Исходный текст:
►
BB-крысы (BioBreeding rats) получены от аутбредных крыс Wistar в 1974 г. в Канаде [26]. Животные склонны к развитию таких симптомов заболевания, как потеря веса, полиурия, полидипсия, гипергликемия и инсулинопения, которые приводят к развитию тяжелого кетоацидоза и смерти в случае отсутствия заместительной терапии экзогенным инсулином. Клиническая картина проявляется в среднем на 12-й неделе жизни животного, часто во время полового созревания (8–16-я неделя). Заболеваемость среди крыс составляет более 90 %, причем она одинакова среди самцов и самок [27]. Подобно мышам NOD, островки Лангерганса BB-крыс подвергаются иммунной атаке Т-, B-лимфоцитами, макрофагами и естественными киллерами, что вызывает развитие инсулита. К преимуществам данной модели относится также более близкая к человеческой «избирательная» морфологическая картина развития инсулита, в отличие от тотальных повреждений бета-клеток у мышей NOD [28]. Как правило, данная модель отличается наличием глубокой T-клеточной лимфопении, в частности, клеток, которые экспрессируют рецепторы к АДФ-рибозилтрансферазе (ART2+) и, по-видимому, имеют иммуномодулирующие свойства, так как при их превентивной трансфузии не происходит формирования ни морфологической, ни клинической картины СД1 [29]. Лимфопения не является характерной чертой диабета 1-го типа ни у людей, ни у мышей NOD. Следовательно, это воспринимается как недостаток в использовании крыс BB в качестве модели СД1 [26]. Т-лимфопения присутствует уже при рождении крысы, и ее тяжесть обосновывает развитие иммунодефицита грызуна. Кроме того, подобно мышам NOD, BB-крысы подвержены развитию аутоиммунных сиалоаденита и тиреоидита.

К преимуществам данного метода относятся:

  • отсутствие необходимости хирургических манипуляций;
  • заболеваемость достигает 90–95 %;
  • возможность долгосрочного исследования;
  • возможность использования модели для изучения индукции толерантности при трансплантации островков Лангерганса.

К недостаткам данной модели относятся:

  • высокая стоимость;
  • глубокий иммунодефицит в связи с врожденной лимфопенией;
  • развитие клинической картины заболевания в среднем на 12-й неделе;
  • развитие сопутствующих заболеваний (сиалоаденит, тиреоидит);
  • строгие условия SPF-вивария.
◄
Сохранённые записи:
►
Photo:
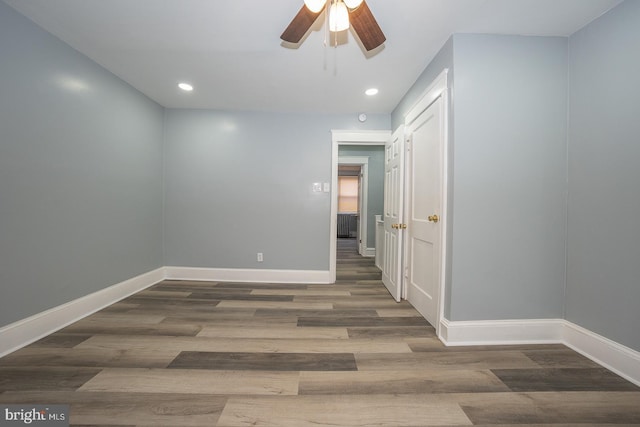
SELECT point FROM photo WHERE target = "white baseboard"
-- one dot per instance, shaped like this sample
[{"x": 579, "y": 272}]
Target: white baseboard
[
  {"x": 501, "y": 332},
  {"x": 248, "y": 275},
  {"x": 23, "y": 332},
  {"x": 616, "y": 357}
]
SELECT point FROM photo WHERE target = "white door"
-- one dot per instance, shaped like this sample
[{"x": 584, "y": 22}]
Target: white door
[
  {"x": 393, "y": 206},
  {"x": 424, "y": 195}
]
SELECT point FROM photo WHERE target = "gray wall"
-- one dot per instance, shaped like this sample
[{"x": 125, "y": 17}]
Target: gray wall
[
  {"x": 507, "y": 174},
  {"x": 603, "y": 277},
  {"x": 375, "y": 184},
  {"x": 509, "y": 196},
  {"x": 238, "y": 183},
  {"x": 80, "y": 174}
]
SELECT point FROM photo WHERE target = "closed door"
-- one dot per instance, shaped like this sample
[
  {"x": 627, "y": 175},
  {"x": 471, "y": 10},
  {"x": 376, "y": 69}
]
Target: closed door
[
  {"x": 424, "y": 194},
  {"x": 393, "y": 207}
]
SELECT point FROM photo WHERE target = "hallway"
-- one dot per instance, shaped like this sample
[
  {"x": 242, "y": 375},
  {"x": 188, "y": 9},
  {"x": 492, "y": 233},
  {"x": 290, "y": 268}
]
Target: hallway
[{"x": 186, "y": 353}]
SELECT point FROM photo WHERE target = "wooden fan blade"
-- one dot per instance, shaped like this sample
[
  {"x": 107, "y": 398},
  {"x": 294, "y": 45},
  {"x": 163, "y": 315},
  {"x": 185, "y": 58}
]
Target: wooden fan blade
[
  {"x": 300, "y": 25},
  {"x": 366, "y": 27}
]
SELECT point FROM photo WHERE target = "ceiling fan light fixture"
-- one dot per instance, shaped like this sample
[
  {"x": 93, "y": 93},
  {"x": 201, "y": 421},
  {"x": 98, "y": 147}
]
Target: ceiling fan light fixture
[
  {"x": 315, "y": 6},
  {"x": 338, "y": 16},
  {"x": 353, "y": 4}
]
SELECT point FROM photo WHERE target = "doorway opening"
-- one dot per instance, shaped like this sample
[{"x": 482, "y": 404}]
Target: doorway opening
[{"x": 351, "y": 148}]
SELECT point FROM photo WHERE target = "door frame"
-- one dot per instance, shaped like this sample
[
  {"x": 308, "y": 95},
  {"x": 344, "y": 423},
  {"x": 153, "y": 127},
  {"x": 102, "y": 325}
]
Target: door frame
[
  {"x": 346, "y": 137},
  {"x": 438, "y": 88},
  {"x": 363, "y": 198}
]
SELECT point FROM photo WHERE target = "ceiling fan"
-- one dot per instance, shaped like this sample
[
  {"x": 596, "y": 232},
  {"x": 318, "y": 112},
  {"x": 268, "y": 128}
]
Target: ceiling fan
[{"x": 340, "y": 14}]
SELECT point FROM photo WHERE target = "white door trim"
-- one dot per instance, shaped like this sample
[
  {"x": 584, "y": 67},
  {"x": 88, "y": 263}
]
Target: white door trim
[
  {"x": 346, "y": 137},
  {"x": 438, "y": 88},
  {"x": 363, "y": 197}
]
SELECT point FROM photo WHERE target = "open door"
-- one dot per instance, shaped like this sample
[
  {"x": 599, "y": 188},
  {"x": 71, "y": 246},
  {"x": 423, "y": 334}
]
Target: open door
[{"x": 393, "y": 207}]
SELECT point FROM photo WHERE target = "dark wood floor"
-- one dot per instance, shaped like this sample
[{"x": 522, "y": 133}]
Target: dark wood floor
[{"x": 232, "y": 354}]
◄
Цель задания: Изложите в виде краткого маркированного списка абзац исходного текста, который начинается словами «BB-крысы (BioBreeding rats) получены». Сохраните все его основные факты.

Результат задания:
- BB-крысы получены от аутбредных крыс Wistar в 1974 г. в Канаде.
- У животных развиваются потеря веса, полиурия, полидипсия, гипергликемия и инсулинопения. Без заместительной терапии экзогенным инсулином эти симптомы приводят к тяжелому кетоацидозу и смерти.
- Болезнь проявляется в среднем на 12-й неделе жизни, часто в период полового созревания (8–16-я неделя).
- Заболеваемость превышает 90 % и одинакова у самцов и самок.
- Как и у мышей NOD, островки Лангерганса подвергаются атаке Т- и B-лимфоцитов, макрофагов и естественных киллеров. Это вызывает инсулит.
- Преимущество модели в том, что «избирательная» морфологическая картина инсулита ближе к человеческой, чем тотальное повреждение бета-клеток у мышей NOD.
- Для модели характерна глубокая Т-клеточная лимфопения, в частности нехватка клеток ART2+. Их превентивная трансфузия предотвращает развитие морфологической и клинической картины СД1.
- Ни у людей, ни у мышей NOD лимфопения не характерна для СД1, поэтому она считается недостатком модели.
- Т-лимфопения присутствует с рождения, и ее тяжесть обосновывает иммунодефицит грызуна.
- Как и мыши NOD, BB-крысы подвержены аутоиммунным сиалоадениту и тиреоидиту.